**Exercise goal**
Translate this sentence from the election article into Spanish: "Lifelong Republicans are turning away from Trump and to Biden."

**Text provided**
She said that defeating Trump would add stability to the country and the world.
"We're very divided in every way," she said. "Everything could have been handled better and should have been handled better. Now is a chance to change things."
Paula Schelling left the Republican Party because of Trump, after voting for GOP candidates for much of her life. She changed her registration to "no party affiliation" and also plans to vote for Biden.
"I had to change parties. I could not do this anymore," said Schelling, 74, a retired teacher. "As I saw his interactions with foreign countries, how they were laughing at us, it just fortified my thoughts."
Lifelong Republicans are turning away from Trump and to Biden.
For Trump, there is virtually no path to reelection without winning Florida, a state where seniors have outsized influence. The key battleground states of Arizona, Michigan, Pennsylvania and Wisconsin also have large elderly populations, which has top Republicans sounding the alarm about the erosion of support among older voters.
On Florida's Gulf Coast, Trump won Pinellas County by 1 percentage point -- the same margin he carried the state. Democrats and Republicans had roughly the same number of registered voters in 2016, but Democrats have an advantage of about 10,000 now, which make places like the "On Top of the World" retirement community a hot campaign battleground.

**Raw data**
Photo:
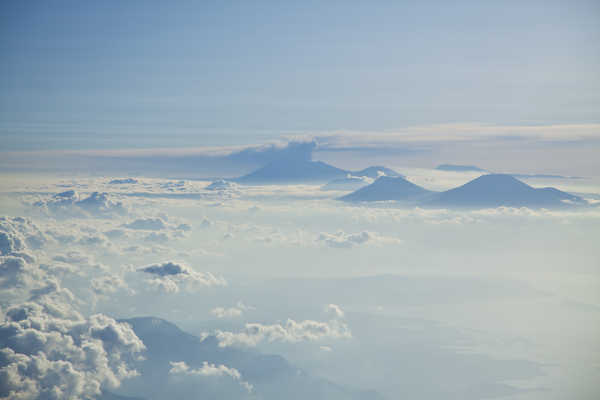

**Solution for this exercise**
Republicanos de toda la vida están dándole la espalda a Trump y volcándose hacia Biden.